**Travail demandé:** Relevez, s'il vous plaît, tous les intitulés suivis d'un deux-points dans la liste à tirets du texte d'étude.

++++ Texte d'étude

Le 9 juin 2024


- Dessinateur : Emma Grove
- Collection : Outsider
- Genre : Autobiographie, Roman graphique
- Editeur : Delcourt
- Famille : Roman graphique
- Date de sortie : 22 mai 2024
Un récit au long cours sur un état psychologique, ou plutôt un triple état.
Résumé : Née garçon, Emma a traversé un long chemin pour arriver à sa transition de genre. Au milieu, une dissociation lui fait incarner trois personnes différentes. Elle raconte ce moment à travers les thérapies qu’elle a réalisées...

++++++++
++++ Données sources

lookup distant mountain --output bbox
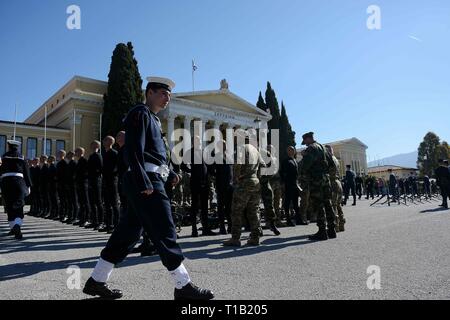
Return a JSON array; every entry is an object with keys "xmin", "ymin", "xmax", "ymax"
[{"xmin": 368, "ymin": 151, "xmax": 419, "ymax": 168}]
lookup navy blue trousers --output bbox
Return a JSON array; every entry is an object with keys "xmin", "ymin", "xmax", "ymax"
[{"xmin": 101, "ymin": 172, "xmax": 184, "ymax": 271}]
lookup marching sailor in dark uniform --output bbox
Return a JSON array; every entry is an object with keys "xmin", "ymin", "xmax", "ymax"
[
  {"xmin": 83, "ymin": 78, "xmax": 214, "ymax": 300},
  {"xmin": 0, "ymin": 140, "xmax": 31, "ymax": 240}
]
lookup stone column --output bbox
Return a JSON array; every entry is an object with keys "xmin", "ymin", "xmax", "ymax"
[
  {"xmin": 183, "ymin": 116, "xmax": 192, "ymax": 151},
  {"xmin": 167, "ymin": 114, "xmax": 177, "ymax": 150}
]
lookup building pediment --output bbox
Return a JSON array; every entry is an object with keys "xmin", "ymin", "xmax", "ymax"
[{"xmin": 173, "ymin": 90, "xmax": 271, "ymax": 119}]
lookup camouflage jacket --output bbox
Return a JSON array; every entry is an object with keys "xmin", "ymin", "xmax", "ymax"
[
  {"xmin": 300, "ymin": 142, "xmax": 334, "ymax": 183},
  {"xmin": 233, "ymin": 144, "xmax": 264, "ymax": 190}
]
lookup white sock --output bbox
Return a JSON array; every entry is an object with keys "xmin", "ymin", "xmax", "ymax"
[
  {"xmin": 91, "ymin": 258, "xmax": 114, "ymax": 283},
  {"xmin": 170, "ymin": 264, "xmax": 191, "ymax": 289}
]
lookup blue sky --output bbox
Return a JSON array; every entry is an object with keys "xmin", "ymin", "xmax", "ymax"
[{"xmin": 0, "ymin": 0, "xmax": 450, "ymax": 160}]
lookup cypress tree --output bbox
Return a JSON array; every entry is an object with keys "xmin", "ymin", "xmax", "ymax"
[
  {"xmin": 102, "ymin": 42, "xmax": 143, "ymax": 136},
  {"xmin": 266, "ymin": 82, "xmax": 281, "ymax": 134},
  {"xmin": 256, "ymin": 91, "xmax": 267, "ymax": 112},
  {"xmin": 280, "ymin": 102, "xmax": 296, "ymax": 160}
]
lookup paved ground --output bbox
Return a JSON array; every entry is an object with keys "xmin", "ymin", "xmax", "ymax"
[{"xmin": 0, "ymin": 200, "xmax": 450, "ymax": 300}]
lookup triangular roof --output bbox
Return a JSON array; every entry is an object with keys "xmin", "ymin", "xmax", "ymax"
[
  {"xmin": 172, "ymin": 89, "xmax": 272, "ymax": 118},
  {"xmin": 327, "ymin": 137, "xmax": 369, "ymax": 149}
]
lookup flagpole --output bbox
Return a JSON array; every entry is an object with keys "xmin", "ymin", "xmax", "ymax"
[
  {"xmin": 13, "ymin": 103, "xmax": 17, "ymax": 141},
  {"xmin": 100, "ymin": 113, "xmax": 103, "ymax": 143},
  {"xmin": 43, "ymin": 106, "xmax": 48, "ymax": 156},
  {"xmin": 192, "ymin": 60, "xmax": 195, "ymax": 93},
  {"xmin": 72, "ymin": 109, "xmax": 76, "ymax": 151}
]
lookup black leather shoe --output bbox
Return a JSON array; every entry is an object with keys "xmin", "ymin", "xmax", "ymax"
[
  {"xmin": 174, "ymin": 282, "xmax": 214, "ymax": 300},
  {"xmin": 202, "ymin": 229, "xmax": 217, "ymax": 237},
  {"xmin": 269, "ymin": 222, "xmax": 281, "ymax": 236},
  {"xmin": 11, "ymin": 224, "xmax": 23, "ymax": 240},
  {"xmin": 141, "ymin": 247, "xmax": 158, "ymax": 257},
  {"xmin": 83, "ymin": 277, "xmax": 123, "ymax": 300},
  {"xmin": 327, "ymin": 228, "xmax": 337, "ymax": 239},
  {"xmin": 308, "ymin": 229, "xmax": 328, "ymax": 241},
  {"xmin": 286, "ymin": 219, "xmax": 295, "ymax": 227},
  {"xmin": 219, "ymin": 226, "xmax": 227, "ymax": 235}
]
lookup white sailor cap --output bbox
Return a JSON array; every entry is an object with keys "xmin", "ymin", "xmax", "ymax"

++++++++

**Résultat de l'exercice:** Dessinateur, Collection, Genre, Editeur, Famille, Date de sortie